[Start of Exercise inputs]

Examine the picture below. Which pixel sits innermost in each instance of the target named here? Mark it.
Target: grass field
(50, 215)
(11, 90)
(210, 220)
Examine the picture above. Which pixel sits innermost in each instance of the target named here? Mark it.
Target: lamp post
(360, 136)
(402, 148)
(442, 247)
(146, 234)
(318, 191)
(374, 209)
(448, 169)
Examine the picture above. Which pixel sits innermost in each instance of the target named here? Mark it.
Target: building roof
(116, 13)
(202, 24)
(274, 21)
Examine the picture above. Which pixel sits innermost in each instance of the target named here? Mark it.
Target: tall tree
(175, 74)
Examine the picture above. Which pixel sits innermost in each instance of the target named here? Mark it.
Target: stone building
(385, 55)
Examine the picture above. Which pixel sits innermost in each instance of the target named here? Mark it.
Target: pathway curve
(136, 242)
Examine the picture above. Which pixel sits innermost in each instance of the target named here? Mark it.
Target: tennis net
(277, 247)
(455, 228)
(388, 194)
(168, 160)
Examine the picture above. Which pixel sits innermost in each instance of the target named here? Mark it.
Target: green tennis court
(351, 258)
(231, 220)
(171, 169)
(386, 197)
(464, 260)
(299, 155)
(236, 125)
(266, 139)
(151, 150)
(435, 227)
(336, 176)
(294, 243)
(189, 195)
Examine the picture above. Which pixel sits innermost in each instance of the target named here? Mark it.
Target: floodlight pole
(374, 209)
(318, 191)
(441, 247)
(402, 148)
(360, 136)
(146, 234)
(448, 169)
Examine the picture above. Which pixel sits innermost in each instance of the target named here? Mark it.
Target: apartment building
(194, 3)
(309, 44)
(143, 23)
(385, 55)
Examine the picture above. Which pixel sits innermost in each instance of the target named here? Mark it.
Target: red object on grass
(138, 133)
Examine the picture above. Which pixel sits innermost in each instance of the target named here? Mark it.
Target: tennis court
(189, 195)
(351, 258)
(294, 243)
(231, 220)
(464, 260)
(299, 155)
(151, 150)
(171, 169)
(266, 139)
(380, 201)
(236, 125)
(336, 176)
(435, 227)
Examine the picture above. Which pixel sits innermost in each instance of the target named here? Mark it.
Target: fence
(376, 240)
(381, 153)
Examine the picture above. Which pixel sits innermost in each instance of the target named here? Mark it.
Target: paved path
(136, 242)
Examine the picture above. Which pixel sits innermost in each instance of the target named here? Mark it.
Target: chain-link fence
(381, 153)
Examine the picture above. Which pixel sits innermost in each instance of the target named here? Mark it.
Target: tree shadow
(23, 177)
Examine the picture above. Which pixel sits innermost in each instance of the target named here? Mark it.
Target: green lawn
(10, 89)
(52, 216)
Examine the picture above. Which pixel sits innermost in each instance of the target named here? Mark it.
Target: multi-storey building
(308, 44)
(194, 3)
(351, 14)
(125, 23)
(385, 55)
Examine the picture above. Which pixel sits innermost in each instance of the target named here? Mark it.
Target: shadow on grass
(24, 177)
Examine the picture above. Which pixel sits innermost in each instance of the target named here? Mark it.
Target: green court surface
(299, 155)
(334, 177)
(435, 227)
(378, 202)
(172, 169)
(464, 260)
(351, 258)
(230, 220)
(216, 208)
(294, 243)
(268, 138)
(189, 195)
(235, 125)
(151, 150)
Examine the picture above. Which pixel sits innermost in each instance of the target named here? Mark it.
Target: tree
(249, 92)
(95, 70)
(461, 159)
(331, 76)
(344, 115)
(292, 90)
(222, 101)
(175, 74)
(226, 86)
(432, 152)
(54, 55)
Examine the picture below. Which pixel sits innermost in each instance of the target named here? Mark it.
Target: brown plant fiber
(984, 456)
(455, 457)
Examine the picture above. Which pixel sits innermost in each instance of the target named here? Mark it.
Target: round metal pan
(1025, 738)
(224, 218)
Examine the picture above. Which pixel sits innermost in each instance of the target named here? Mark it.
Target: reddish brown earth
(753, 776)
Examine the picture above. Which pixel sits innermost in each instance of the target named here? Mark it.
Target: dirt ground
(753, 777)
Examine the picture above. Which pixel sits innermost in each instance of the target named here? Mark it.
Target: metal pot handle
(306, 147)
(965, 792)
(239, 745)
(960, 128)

[End of Exercise inputs]

- [Aim]
How many lines of the listing above contain the string "brown", matching case exactly? Reply with the number alone.

- [Completed exercise]
2